● TASK GOAL
Render each line of the material below as one string in a JSON list, skipping blank lines. Leave the pictures out of your answer.

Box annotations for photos
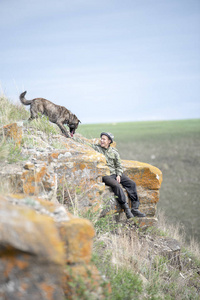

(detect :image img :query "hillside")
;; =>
[0,97,200,300]
[79,120,200,242]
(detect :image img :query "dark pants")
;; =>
[102,174,140,208]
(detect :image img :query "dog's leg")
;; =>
[56,122,70,138]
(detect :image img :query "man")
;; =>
[92,132,145,219]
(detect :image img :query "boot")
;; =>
[131,208,146,218]
[121,203,134,219]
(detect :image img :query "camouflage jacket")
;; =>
[91,144,123,176]
[73,137,123,176]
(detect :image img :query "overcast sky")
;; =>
[0,0,200,123]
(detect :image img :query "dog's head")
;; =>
[67,115,81,137]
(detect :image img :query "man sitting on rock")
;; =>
[92,132,145,219]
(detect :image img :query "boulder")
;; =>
[0,124,162,226]
[0,195,103,300]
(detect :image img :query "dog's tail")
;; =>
[19,91,33,105]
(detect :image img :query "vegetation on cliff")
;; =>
[0,92,200,300]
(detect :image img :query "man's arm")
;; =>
[115,149,123,178]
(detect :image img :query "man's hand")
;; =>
[116,175,121,183]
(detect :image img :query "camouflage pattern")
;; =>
[91,144,123,176]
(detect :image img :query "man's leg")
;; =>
[121,174,145,217]
[102,175,133,219]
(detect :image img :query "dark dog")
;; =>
[19,91,81,137]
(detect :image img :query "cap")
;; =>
[100,132,114,143]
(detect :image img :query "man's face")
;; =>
[100,135,111,149]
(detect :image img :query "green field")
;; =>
[78,119,200,242]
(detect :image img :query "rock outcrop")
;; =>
[0,125,162,226]
[0,194,106,300]
[0,123,162,300]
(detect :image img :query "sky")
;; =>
[0,0,200,124]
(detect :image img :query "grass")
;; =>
[78,119,200,242]
[0,97,200,300]
[81,204,200,300]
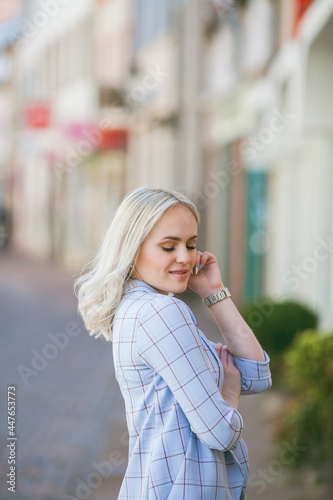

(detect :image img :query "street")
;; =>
[0,253,327,500]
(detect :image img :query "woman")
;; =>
[76,187,271,500]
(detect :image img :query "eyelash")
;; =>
[162,247,196,252]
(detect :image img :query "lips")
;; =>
[170,269,188,278]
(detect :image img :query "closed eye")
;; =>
[162,246,196,252]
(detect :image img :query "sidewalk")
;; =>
[0,250,330,500]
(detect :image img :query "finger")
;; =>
[227,351,235,365]
[193,250,202,274]
[220,346,228,366]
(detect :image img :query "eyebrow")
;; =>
[162,234,198,241]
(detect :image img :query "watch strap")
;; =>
[203,287,231,307]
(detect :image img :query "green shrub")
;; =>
[239,298,318,376]
[275,330,333,476]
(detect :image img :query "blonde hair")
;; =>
[74,186,200,341]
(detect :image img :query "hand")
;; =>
[215,345,241,410]
[188,251,224,299]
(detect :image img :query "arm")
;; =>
[207,339,272,396]
[137,296,243,451]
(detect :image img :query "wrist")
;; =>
[222,391,239,410]
[200,282,225,300]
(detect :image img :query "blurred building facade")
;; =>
[0,0,333,329]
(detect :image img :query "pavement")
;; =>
[0,251,332,500]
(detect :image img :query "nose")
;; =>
[176,246,191,265]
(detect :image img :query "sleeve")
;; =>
[137,296,243,451]
[204,340,272,396]
[234,351,272,396]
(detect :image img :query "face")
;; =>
[132,205,197,294]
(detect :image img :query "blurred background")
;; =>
[0,0,333,500]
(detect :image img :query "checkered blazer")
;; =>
[113,279,271,500]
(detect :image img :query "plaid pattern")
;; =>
[113,280,271,500]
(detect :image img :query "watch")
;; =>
[203,287,231,307]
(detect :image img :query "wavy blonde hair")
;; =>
[74,186,200,341]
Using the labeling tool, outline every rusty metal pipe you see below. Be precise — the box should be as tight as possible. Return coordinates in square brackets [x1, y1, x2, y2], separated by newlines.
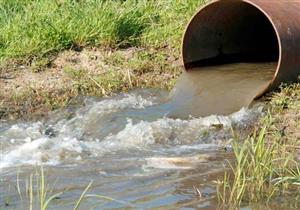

● RESPONSE TO THIS EXERCISE
[
  "(detect :image img :query \"hillside\")",
  ";; =>",
  "[0,97,200,300]",
  "[79,120,200,242]",
  "(detect :image img :query \"dark pants\")",
  ";; =>",
  "[102,174,140,208]",
  "(detect :image img :query \"dog's leg\")",
  ";; =>",
  "[56,122,70,138]",
  "(detect :image img :query \"man\")",
  ";; =>",
  "[92,132,145,219]",
  "(detect :image img :query \"boot\")",
  ";; =>",
  "[131,208,146,218]",
  "[121,203,134,219]",
  "(detect :image img :query \"camouflage jacket\")",
  ";; =>",
  "[91,144,123,176]",
  "[73,137,123,176]",
  "(detect :image img :query \"overcast sky\")",
  ";; =>",
  "[0,0,200,123]",
  "(detect :image img :query \"dog's head\")",
  ";; =>",
  "[67,115,81,137]",
  "(detect :image img :query \"man sitting on rock\")",
  ";; =>",
  "[92,132,145,219]",
  "(detect :image img :query \"boulder\")",
  ";; =>",
  "[0,124,162,226]",
  "[0,195,103,300]",
  "(detect :image img :query \"dog's tail\")",
  ";; =>",
  "[19,91,33,105]",
  "(detect :image img :query \"vegetation on cliff\")",
  ";; =>",
  "[0,92,200,300]",
  "(detect :image img :query \"man's arm\")",
  ";; =>",
  "[115,149,123,178]",
  "(detect :image img :query \"man's hand\")",
  ";; =>",
  "[116,175,121,183]",
  "(detect :image img :query \"camouflage pattern\")",
  ";; =>",
  "[91,144,123,176]",
  "(detect :image img :query \"man's leg\")",
  ";; =>",
  "[121,174,145,217]",
  "[102,175,133,219]",
  "(detect :image img :query \"dark dog\")",
  ";; =>",
  "[19,91,81,137]",
  "(detect :image img :query \"cap\")",
  ";; =>",
  "[100,132,114,143]",
  "(detect :image img :query \"man's face\")",
  ";; =>",
  "[100,135,111,149]",
  "(detect :image img :query \"green field\")",
  ";; =>",
  "[78,119,200,242]",
  "(detect :image img :query \"rock outcrop\")",
  ";; =>",
  "[0,125,162,226]",
  "[0,194,106,300]",
  "[0,123,162,300]",
  "(detect :image img :query \"sky\")",
  ";; =>",
  "[0,0,200,124]",
  "(detect :image img :query \"grass\")",
  ";; =>",
  "[78,119,200,242]",
  "[0,97,200,300]",
  "[81,204,200,300]",
  "(detect :image img :query \"street\")",
  ";; =>",
  "[0,253,327,500]",
  "(detect :image img :query \"woman\")",
  ";; =>",
  "[76,187,271,500]",
  "(detect :image img :query \"eyelash\")",
  ";; =>",
  "[162,247,196,252]",
  "(detect :image img :query \"lips\")",
  ";; =>",
  "[170,269,188,278]",
  "(detect :image img :query \"closed eye\")",
  ";; =>",
  "[162,246,196,252]",
  "(detect :image img :query \"sidewalk\")",
  ";; =>",
  "[0,250,330,500]",
  "(detect :image img :query \"finger\")",
  ";; =>",
  "[227,351,235,365]",
  "[193,250,202,274]",
  "[220,346,228,366]",
  "(detect :image img :query \"eyebrow\")",
  ";; =>",
  "[162,234,198,241]",
  "(detect :image img :query \"watch strap\")",
  ";; =>",
  "[203,287,231,307]",
  "(detect :image img :query \"green shrub\")",
  ";; =>",
  "[239,298,318,376]",
  "[275,330,333,476]",
  "(detect :image img :query \"blonde hair\")",
  ";; =>",
  "[74,186,200,341]",
  "(detect :image img :query \"hand\")",
  ";; =>",
  "[215,345,241,410]",
  "[188,251,224,299]",
  "(detect :image img :query \"arm\")",
  ";; =>",
  "[207,339,272,396]",
  "[137,296,243,451]",
  "(detect :image img :query \"wrist\")",
  ";; =>",
  "[222,391,239,410]",
  "[200,282,225,300]",
  "(detect :image img :query \"blurred building facade\")",
  ";; =>",
  "[0,0,333,329]",
  "(detect :image img :query \"pavement\")",
  ";; =>",
  "[0,251,332,500]",
  "(detect :image img :query \"nose\")",
  ";; =>",
  "[176,246,191,265]",
  "(detect :image img :query \"sleeve\")",
  ";; =>",
  "[137,296,243,451]",
  "[204,340,272,396]",
  "[234,351,272,396]",
  "(detect :image img :query \"face\")",
  ";; =>",
  "[132,205,197,294]",
  "(detect :image img :query \"blurred background\")",
  ";; =>",
  "[0,0,333,500]",
  "(detect :image img :query \"checkered blazer\")",
  ";; =>",
  "[113,279,271,500]",
  "(detect :image img :query \"plaid pattern\")",
  ";; =>",
  "[113,280,271,500]",
  "(detect :image img :query \"watch\")",
  ";; =>",
  "[203,287,231,307]",
  "(detect :image img :query \"wavy blonde hair\")",
  ";; =>",
  "[74,186,200,341]",
  "Using the labeling tool, outline every rusty metal pipe you see below. Be precise — the box should be as tight as possible. Return coordinates in square brackets [x1, y1, x2, y2], separated by newlines."
]